Goal: Turn the data into a two-column CSV with the columns text and points, beginning at the line that has "Every instance of the gable" and stopping at the end of the data. Give one row for each sentence, holding that sentence and every coordinate line below it, with each field in double quotes and line breaks replaced by spaces.

Data for processing:
## Begin

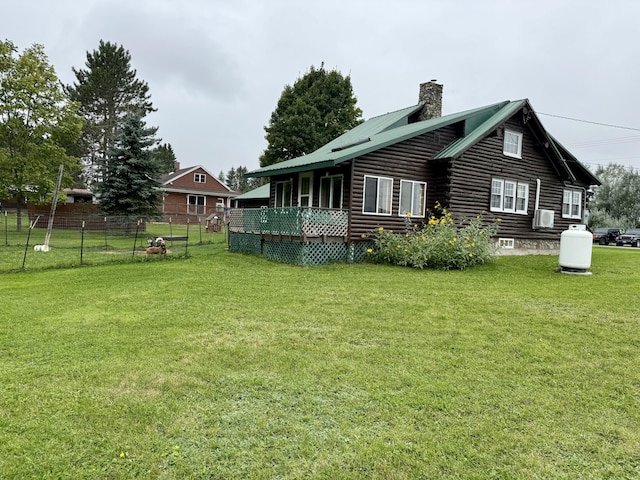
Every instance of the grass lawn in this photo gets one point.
(228, 366)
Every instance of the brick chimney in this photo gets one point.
(431, 95)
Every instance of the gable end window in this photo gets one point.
(571, 204)
(412, 198)
(509, 196)
(377, 195)
(512, 144)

## End

Written answer:
text,points
"Every instance of the gable end window in this photo gets one point.","(571, 204) (412, 198) (509, 196) (377, 195) (512, 144)"